* Your instructions:
Word for word, restate the lines from the one containing "Target: donkey's ear" through the last line of the material, and include no pictures.

* Data for this exercise:
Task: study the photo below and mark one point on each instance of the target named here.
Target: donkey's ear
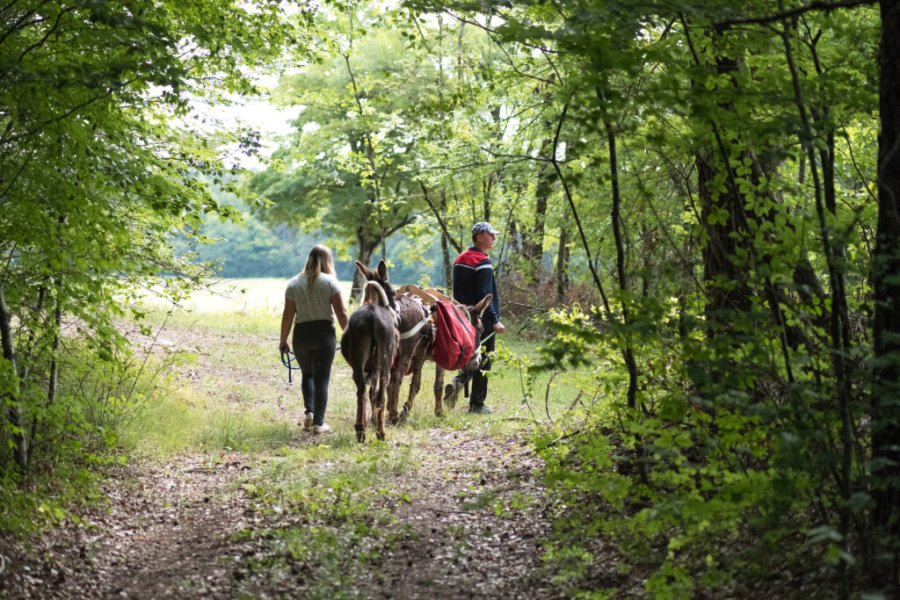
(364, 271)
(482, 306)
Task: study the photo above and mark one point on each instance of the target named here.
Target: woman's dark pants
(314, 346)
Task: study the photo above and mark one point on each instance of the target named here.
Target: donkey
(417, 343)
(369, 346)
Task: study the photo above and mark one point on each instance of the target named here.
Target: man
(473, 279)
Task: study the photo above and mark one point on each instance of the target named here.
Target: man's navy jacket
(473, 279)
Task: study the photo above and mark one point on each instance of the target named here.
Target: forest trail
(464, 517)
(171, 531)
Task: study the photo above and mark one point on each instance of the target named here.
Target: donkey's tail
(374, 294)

* Response box:
Target: donkey's ear
(364, 271)
(482, 306)
Task: study the photo above and mark one point on each instance of the target named here.
Target: woman's dark pants
(314, 346)
Task: study the photo above and mark one point on each instance of the target named here.
Target: donkey
(417, 343)
(369, 346)
Task: study the photo above and mark one point on each instance of the target named here.
Target: man
(473, 279)
Task: study the photo above and mark one point on each instance of the target named here.
Target: man's navy jacket
(473, 279)
Task: study the photo above and mark one point on each instance of the target named here.
Target: forest trail
(464, 517)
(171, 531)
Task: study the photo above and mark one point on each instance of the target named here.
Target: donkey's tail
(374, 294)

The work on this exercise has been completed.